Action item:
Please count how many lines below contain the word "snow" and reply with only that number.

[Data to process Boundary: Start]

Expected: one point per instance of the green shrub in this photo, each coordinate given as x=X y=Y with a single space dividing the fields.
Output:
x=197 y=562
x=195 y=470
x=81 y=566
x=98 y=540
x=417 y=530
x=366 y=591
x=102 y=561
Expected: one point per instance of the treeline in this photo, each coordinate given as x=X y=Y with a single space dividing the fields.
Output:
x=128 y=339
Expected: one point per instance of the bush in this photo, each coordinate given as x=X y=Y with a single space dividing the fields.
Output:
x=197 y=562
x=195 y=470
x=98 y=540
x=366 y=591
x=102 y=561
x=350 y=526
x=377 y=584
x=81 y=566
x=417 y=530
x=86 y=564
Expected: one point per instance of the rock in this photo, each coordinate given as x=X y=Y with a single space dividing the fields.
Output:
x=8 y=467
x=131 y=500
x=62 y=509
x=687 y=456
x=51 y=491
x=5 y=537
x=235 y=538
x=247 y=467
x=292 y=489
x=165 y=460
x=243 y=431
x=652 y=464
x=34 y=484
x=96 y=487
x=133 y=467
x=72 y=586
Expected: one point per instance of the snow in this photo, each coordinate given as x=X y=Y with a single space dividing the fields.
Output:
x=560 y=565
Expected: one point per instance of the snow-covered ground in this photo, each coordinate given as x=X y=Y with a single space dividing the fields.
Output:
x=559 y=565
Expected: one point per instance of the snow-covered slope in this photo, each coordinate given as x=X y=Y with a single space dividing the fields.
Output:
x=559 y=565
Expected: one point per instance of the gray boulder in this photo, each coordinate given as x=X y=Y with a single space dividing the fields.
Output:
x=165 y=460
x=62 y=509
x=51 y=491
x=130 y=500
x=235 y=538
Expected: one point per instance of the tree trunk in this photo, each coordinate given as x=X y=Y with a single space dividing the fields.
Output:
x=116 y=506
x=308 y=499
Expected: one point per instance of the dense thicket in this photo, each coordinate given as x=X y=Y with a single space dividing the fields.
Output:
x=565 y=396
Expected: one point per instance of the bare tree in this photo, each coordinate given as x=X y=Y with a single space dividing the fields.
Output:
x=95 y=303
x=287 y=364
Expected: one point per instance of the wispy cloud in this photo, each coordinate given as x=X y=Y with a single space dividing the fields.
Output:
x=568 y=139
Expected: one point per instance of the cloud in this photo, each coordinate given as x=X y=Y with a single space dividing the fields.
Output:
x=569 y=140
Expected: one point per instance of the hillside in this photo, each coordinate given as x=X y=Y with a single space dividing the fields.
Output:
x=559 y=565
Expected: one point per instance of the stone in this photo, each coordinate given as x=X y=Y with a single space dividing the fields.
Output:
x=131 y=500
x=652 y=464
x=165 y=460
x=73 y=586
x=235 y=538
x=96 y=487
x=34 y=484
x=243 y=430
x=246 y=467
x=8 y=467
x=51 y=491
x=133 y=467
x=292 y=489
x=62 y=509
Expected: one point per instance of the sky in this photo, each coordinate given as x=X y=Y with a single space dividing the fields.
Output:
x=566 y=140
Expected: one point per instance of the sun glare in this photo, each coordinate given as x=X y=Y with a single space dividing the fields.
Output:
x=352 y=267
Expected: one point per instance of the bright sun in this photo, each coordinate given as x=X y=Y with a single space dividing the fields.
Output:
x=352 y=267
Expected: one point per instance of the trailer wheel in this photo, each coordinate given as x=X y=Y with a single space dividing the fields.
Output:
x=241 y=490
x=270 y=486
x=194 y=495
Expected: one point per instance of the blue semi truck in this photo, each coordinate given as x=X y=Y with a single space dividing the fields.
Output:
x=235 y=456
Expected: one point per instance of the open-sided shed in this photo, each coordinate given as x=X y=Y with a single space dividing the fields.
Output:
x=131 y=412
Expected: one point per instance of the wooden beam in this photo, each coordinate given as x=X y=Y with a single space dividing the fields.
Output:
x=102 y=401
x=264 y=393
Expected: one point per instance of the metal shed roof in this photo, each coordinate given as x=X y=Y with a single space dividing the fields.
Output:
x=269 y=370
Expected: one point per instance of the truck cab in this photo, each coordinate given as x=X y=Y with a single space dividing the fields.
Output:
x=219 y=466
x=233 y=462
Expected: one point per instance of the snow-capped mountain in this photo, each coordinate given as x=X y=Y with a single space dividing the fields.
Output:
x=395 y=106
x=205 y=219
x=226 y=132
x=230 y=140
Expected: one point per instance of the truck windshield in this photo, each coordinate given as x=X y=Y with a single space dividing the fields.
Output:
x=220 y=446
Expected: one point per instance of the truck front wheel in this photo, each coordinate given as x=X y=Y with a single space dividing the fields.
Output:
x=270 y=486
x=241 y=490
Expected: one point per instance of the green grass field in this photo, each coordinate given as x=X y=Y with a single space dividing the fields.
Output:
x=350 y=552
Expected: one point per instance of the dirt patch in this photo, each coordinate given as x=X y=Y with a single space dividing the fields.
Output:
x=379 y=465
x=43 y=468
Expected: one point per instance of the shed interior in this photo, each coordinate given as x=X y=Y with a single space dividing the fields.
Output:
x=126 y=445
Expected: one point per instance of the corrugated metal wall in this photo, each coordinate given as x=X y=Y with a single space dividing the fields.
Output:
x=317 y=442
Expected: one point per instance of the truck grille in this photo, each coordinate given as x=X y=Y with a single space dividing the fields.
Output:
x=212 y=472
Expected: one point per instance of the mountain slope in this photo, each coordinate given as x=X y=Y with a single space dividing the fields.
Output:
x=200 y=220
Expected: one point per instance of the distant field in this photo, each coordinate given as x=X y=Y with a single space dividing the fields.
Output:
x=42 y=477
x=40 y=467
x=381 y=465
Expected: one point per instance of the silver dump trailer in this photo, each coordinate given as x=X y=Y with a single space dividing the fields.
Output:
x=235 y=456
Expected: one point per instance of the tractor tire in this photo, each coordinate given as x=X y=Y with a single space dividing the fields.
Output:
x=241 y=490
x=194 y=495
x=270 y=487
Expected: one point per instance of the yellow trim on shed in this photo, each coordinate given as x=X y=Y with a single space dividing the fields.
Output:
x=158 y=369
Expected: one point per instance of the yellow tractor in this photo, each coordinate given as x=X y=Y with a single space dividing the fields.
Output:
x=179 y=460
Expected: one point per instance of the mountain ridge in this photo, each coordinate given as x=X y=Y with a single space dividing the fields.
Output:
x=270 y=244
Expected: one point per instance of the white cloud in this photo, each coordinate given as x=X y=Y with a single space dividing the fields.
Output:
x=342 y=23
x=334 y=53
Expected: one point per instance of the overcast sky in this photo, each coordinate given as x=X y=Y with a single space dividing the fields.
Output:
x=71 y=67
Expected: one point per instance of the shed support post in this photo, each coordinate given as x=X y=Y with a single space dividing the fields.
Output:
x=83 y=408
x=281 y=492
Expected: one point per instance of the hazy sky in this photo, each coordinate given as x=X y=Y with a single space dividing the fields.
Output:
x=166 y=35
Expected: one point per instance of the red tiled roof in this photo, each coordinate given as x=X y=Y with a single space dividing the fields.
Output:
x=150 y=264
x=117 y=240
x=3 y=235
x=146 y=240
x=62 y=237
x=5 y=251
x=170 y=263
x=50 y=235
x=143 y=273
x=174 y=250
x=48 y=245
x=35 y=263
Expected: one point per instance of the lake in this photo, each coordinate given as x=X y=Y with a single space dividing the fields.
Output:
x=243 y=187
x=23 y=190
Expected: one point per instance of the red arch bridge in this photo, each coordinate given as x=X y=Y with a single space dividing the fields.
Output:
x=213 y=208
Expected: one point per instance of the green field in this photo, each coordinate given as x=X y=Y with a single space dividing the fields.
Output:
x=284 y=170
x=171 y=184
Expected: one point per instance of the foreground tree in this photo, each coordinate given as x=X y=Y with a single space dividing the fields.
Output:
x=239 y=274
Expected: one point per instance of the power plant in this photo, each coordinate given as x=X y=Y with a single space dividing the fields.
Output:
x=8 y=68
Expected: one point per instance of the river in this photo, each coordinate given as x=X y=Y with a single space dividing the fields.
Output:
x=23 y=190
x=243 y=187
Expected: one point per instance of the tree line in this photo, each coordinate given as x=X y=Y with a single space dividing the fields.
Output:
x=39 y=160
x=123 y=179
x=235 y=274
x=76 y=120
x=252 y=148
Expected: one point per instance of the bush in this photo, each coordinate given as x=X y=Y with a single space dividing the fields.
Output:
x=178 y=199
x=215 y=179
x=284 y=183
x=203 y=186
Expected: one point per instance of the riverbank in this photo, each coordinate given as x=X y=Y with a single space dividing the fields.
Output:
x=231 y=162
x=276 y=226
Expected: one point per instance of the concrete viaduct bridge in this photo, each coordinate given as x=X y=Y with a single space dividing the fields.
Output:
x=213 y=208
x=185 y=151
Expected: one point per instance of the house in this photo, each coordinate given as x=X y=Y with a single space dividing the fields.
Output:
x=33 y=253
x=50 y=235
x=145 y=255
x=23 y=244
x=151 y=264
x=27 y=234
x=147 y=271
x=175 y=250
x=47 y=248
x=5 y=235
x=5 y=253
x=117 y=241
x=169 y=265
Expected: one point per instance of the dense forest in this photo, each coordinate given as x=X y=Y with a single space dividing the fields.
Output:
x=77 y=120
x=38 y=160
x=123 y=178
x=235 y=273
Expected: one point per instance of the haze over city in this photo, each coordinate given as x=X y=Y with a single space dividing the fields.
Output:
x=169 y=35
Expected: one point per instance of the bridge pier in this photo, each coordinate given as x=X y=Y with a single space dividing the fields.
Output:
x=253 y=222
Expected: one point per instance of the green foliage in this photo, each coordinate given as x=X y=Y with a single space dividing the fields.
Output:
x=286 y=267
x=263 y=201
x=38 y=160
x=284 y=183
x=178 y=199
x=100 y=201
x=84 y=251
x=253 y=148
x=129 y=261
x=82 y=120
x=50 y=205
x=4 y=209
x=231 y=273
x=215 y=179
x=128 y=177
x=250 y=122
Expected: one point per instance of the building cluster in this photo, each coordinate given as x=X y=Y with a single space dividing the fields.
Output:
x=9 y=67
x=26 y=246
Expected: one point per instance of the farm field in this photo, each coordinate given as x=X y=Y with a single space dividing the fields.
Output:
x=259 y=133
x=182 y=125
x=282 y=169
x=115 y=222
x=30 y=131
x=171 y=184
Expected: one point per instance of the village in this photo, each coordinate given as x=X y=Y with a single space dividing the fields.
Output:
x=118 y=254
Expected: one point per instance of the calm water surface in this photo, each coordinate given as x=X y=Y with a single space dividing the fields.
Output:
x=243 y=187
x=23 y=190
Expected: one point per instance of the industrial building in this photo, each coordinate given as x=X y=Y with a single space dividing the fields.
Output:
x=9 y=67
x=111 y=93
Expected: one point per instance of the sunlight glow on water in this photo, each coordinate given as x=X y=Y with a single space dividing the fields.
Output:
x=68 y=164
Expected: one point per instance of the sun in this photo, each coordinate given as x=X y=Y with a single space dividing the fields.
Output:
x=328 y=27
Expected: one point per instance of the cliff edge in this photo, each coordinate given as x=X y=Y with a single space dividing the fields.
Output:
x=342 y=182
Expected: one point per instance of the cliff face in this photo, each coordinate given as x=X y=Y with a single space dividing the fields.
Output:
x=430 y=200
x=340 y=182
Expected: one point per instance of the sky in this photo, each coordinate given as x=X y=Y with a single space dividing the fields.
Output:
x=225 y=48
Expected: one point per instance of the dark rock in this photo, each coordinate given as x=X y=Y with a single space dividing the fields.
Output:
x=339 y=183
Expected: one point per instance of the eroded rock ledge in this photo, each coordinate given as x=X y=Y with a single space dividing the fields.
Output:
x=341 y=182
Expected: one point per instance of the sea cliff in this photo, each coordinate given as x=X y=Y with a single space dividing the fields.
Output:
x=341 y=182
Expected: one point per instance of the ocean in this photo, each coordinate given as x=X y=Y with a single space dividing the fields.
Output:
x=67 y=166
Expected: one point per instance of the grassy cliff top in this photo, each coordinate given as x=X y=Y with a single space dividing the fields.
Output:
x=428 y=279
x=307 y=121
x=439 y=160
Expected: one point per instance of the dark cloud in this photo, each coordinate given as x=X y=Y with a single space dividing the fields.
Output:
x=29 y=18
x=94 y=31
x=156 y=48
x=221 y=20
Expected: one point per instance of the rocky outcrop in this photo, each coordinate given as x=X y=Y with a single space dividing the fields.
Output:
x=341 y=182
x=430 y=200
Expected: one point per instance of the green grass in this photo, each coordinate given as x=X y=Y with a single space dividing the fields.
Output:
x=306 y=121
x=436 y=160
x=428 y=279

[Data to process Boundary: End]

Output of the exercise:
4